What to work on:
1 – Retype the stretch of the text about hostels in Costa Rica from "Hostel Warm Water." through "pathetic is that?".
2 – Repeat the records word for word, from their first line through the line that contains "[(450, 265), (468, 290), (438, 318)]".

Extracted text:
———
Hostel Warm Water. We gave it that name, because after visiting about ten other hostels in Costa Rica, its the only one that has had warm water.
Hostel Towels. A giant fan is installed in each of the rooms so high that you can’t change the speed it’s set at, and the speed it’s set at is HIGH. It’s like having your very own personal tornado in the room. The hostel does not provide you with blankets or sheets to use against this force of nature, so shivering and freezing cold, S. and I slept covered up in only our towels…still slightly wet from our showers, how pathetic is that?
Hostel Broken Bed. Not as dirty as it sounds, we weren’t doing anything naughty when it broke. We arrived at Playa del Coco after a long day of traveling and headed to a hostel recommended by a friend. Some friend he turned out to be! S. was so excited to lay down that he collapsed on his bed the minute we got in the room. That very second the entire thing came crashing down to the floor, completely falling apart. No problem, S. is a construction man, he knew how to fix it. He put the bed back together and lo and behold, as S. went to take a shower I sat down to read a magazine, and the second my butt hit the mattress, I too hit the ground. Fatties! We changed rooms and get beds that weren’t broken. End of story.
Haunted Hostel. Returning to Iberia where we had already been once and had stayed in Hostel Towels, we decided not to suffer again thinking it would be wiser to go somewhere else. WRONG! Walking up to a quaint looking building, some very nice Costa Rican girls showed us to our room where we had a bed complete with a mosquito net. Exciting and tropical right? The place looked a little old in the daylight, but charming nonetheless. Later on that night we were to think otherwise. Nightfall hit, and suddenly the old run down statues in the patio looked like evil gargoyles, suddenly the hostel’s one other guest, who during the day we thought had just been eyeballing us a little too long out of curiosity, was suddenly transformed into creepy guy lurking and staring at us, the flickering candlelight in the wind was just too much. I could practically feel the ghosts breathing down my neck. The wind howled and the walls creaked. The bathroom was outside, a little ways away from our room and after showering I was almost too scared to leave the bathroom alone to walk back to the room. Fortunately S. was too scared to be in the room by himself so he was already on his to look for me. Surprisingly enough, when we woke up in the morning nothing looked so scary anymore and we both realized we’re nothing more than giant wimps!
———
Data drawn from a collection:
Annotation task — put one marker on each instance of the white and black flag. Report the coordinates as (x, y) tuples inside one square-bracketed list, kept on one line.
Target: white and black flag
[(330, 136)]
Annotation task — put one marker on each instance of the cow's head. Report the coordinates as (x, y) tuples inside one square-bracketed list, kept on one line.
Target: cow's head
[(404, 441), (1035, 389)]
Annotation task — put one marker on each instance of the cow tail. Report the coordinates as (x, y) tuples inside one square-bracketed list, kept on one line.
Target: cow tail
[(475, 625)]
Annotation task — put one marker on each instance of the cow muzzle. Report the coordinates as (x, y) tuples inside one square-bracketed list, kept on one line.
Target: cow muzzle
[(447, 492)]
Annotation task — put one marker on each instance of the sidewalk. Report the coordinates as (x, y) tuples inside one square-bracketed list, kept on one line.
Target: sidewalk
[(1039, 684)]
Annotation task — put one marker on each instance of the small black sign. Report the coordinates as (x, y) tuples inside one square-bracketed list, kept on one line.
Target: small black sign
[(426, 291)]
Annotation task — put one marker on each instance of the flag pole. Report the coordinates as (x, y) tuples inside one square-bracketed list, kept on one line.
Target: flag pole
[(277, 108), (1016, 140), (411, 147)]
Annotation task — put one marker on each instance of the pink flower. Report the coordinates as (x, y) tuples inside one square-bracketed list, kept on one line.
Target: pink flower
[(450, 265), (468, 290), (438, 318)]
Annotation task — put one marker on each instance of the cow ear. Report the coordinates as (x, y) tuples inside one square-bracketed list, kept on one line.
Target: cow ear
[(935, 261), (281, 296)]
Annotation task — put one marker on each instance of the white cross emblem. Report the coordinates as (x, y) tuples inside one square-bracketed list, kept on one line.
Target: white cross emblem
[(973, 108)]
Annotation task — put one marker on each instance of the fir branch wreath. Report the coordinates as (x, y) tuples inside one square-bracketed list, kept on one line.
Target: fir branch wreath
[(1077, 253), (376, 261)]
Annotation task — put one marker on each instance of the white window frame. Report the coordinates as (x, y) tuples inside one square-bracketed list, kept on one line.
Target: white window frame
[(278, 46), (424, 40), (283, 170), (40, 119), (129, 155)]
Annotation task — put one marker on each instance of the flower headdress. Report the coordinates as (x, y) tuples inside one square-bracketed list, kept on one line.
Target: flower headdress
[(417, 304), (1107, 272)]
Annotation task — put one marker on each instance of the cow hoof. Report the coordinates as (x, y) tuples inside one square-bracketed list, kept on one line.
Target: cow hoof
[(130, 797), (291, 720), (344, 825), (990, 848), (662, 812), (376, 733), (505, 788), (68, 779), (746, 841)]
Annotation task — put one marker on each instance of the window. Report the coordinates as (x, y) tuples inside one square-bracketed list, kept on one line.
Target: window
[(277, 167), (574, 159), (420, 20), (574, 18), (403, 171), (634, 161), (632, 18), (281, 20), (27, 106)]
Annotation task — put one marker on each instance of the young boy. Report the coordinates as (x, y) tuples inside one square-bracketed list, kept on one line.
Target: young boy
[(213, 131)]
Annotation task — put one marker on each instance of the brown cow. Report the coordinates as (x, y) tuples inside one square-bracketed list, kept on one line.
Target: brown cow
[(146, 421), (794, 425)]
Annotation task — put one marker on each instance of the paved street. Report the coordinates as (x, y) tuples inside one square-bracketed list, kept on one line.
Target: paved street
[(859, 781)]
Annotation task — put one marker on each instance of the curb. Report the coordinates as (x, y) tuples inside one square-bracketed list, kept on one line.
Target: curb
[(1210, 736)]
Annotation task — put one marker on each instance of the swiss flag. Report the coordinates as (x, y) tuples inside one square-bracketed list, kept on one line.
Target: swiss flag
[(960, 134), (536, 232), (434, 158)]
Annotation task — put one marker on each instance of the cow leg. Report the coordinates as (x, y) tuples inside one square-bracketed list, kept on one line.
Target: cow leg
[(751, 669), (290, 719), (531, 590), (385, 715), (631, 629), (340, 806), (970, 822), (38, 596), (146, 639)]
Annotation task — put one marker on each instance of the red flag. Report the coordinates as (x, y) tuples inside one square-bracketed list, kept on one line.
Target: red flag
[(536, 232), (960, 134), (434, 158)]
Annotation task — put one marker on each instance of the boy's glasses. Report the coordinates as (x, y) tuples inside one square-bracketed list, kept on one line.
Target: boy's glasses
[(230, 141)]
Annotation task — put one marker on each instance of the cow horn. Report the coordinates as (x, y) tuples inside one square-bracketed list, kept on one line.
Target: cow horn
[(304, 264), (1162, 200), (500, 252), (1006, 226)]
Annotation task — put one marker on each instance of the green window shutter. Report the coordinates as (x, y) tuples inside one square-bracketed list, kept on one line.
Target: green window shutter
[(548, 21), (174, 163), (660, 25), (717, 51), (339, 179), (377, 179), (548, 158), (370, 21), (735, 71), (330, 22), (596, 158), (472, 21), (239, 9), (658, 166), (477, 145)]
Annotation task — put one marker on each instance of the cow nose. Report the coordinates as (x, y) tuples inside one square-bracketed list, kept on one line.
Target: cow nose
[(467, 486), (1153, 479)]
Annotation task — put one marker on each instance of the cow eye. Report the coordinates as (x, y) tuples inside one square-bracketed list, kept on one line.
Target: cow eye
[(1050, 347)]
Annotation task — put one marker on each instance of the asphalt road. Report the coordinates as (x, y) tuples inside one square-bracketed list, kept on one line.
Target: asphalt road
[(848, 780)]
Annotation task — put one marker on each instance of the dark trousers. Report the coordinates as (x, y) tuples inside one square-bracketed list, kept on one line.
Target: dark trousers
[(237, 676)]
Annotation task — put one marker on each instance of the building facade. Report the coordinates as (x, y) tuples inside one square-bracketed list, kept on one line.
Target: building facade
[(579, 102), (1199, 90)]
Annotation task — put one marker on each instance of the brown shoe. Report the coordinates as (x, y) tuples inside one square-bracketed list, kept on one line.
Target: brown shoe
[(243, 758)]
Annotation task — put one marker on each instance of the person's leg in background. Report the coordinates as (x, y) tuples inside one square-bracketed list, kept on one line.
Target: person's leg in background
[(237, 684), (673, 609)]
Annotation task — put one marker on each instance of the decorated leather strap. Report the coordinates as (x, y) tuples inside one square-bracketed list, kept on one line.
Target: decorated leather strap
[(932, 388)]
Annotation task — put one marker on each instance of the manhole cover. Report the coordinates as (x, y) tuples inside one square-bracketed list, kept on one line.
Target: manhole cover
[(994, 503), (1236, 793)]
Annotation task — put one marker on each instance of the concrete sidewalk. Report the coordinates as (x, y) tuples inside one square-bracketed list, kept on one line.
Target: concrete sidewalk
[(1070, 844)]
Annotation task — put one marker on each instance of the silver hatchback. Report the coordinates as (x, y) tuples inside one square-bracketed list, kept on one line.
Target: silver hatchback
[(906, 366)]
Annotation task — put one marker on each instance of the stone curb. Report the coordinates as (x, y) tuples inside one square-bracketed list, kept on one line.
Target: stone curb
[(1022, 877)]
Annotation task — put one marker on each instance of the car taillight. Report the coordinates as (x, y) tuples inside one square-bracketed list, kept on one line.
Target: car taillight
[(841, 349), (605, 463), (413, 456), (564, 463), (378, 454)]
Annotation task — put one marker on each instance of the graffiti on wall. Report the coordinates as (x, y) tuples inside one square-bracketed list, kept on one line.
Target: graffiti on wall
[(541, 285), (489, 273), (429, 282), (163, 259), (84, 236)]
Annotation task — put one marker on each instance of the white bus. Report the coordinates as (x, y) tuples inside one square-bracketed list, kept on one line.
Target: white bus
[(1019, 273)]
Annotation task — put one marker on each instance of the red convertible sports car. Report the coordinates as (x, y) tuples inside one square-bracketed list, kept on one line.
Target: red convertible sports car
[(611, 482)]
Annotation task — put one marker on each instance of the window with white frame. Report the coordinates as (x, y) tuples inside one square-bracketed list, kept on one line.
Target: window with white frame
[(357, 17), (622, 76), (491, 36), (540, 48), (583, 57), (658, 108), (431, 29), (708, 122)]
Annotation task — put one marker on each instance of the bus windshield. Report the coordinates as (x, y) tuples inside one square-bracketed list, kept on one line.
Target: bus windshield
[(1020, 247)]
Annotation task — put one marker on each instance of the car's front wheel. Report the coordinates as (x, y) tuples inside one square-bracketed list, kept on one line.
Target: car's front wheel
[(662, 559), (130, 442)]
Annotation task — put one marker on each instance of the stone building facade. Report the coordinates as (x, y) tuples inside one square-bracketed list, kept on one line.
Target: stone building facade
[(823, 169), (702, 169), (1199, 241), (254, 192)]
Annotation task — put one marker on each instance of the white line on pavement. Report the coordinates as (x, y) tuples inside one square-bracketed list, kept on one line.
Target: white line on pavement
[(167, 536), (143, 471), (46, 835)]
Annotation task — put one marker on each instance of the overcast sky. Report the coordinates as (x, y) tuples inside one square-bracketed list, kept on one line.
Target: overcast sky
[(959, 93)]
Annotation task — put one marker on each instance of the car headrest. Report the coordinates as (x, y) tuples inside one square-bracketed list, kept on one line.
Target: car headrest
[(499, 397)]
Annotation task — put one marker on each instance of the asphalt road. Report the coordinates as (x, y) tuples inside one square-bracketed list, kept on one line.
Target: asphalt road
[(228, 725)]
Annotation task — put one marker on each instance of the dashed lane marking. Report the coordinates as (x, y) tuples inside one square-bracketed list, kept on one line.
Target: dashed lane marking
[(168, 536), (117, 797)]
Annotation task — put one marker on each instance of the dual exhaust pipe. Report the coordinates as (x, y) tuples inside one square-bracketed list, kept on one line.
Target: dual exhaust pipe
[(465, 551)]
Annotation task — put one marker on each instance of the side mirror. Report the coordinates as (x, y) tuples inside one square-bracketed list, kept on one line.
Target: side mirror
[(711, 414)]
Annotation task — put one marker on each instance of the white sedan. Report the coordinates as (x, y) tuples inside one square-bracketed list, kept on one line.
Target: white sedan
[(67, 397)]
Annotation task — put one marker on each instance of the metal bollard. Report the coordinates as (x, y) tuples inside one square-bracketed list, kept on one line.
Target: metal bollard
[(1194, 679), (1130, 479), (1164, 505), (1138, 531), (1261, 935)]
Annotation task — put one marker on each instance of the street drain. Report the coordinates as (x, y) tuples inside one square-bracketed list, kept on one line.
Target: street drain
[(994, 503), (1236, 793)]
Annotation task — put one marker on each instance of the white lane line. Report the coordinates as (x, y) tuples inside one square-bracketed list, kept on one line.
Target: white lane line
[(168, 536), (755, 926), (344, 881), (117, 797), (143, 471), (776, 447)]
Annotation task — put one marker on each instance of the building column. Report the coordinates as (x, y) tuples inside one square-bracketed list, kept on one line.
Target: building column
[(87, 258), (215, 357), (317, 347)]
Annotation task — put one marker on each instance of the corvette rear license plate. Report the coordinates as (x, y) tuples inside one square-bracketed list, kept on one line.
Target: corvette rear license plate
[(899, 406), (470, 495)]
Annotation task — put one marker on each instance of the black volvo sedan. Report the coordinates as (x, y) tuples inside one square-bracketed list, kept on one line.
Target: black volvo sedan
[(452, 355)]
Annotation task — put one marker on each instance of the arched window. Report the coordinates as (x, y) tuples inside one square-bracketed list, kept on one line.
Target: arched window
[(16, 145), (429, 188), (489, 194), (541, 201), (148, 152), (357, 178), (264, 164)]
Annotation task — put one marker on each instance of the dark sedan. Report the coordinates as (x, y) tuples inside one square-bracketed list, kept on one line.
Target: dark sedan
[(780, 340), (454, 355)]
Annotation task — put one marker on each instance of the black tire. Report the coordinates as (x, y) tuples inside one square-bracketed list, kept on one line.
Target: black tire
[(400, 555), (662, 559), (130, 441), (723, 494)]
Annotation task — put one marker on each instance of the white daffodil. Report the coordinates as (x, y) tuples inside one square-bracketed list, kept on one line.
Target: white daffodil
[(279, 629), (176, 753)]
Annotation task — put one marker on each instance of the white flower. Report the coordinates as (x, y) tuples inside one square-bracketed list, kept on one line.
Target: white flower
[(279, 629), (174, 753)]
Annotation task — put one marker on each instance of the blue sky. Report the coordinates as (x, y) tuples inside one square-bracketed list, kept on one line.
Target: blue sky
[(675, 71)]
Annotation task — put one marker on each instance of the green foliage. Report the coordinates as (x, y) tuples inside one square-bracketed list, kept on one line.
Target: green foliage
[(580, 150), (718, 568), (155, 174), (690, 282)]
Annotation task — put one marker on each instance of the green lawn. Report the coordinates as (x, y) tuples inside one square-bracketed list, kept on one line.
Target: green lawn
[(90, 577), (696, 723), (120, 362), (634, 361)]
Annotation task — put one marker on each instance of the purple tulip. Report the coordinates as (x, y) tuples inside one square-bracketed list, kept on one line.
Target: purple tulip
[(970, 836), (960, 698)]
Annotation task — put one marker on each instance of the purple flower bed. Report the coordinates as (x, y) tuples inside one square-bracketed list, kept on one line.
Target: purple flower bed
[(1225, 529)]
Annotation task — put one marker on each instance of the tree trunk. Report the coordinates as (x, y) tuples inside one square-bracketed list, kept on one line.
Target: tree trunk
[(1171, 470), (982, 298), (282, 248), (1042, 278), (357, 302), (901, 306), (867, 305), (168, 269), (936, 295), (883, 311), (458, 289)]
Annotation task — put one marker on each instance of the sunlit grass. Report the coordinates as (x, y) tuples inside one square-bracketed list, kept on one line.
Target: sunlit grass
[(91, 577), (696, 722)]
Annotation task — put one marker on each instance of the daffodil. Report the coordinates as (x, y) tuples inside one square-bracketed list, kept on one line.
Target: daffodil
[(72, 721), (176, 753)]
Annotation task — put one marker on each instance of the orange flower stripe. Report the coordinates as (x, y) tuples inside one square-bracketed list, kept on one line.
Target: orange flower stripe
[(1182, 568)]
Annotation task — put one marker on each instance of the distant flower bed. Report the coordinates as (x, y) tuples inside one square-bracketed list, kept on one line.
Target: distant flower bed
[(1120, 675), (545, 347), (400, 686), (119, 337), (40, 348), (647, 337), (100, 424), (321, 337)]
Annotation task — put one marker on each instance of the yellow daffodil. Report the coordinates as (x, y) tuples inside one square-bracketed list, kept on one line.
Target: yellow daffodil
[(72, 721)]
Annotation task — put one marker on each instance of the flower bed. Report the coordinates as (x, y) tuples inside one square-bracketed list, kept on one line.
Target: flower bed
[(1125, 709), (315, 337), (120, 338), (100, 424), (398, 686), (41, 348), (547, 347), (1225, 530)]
———
Outputs in order:
1 –
Hostel Warm Water. We gave it that name, because after visiting about ten other hostels in Costa Rica, its the only one that has had warm water.
Hostel Towels. A giant fan is installed in each of the rooms so high that you can’t change the speed it’s set at, and the speed it’s set at is HIGH. It’s like having your very own personal tornado in the room. The hostel does not provide you with blankets or sheets to use against this force of nature, so shivering and freezing cold, S. and I slept covered up in only our towels…still slightly wet from our showers, how pathetic is that?

2 –
Annotation task — put one marker on each instance of the white and black flag. Report the coordinates as (x, y) tuples inside one square-bracketed list, kept on one line.
Target: white and black flag
[(330, 136)]
Annotation task — put one marker on each instance of the cow's head. Report the coordinates as (x, y) tuples inside one square-bracketed list, kept on one line.
Target: cow's head
[(404, 441), (1035, 389)]
Annotation task — put one marker on each instance of the cow tail. Report the coordinates as (x, y) tuples inside one square-bracketed list, kept on one line.
Target: cow tail
[(475, 625)]
Annotation task — put one marker on each instance of the cow muzzle. Report the coordinates as (x, y) tuples inside one square-bracketed list, kept on one line.
Target: cow muzzle
[(447, 492)]
Annotation task — put one marker on each instance of the sidewalk. Report the coordinates as (x, y) tuples inside one square-bracketed list, kept on one line.
Target: sidewalk
[(1039, 684)]
Annotation task — put one marker on each instance of the small black sign. Report the coordinates as (x, y) tuples inside one square-bracketed list, kept on one line.
Target: small black sign
[(426, 291)]
Annotation task — put one marker on each instance of the flag pole. Report the coordinates as (x, y) tuples inside one square-bracketed list, kept on one line.
Target: flag pole
[(277, 108), (1016, 140), (411, 147)]
Annotation task — put one marker on each instance of the pink flower. Report the coordinates as (x, y) tuples inside one square-bracketed list, kept on one line.
Target: pink flower
[(450, 265), (468, 290), (438, 318)]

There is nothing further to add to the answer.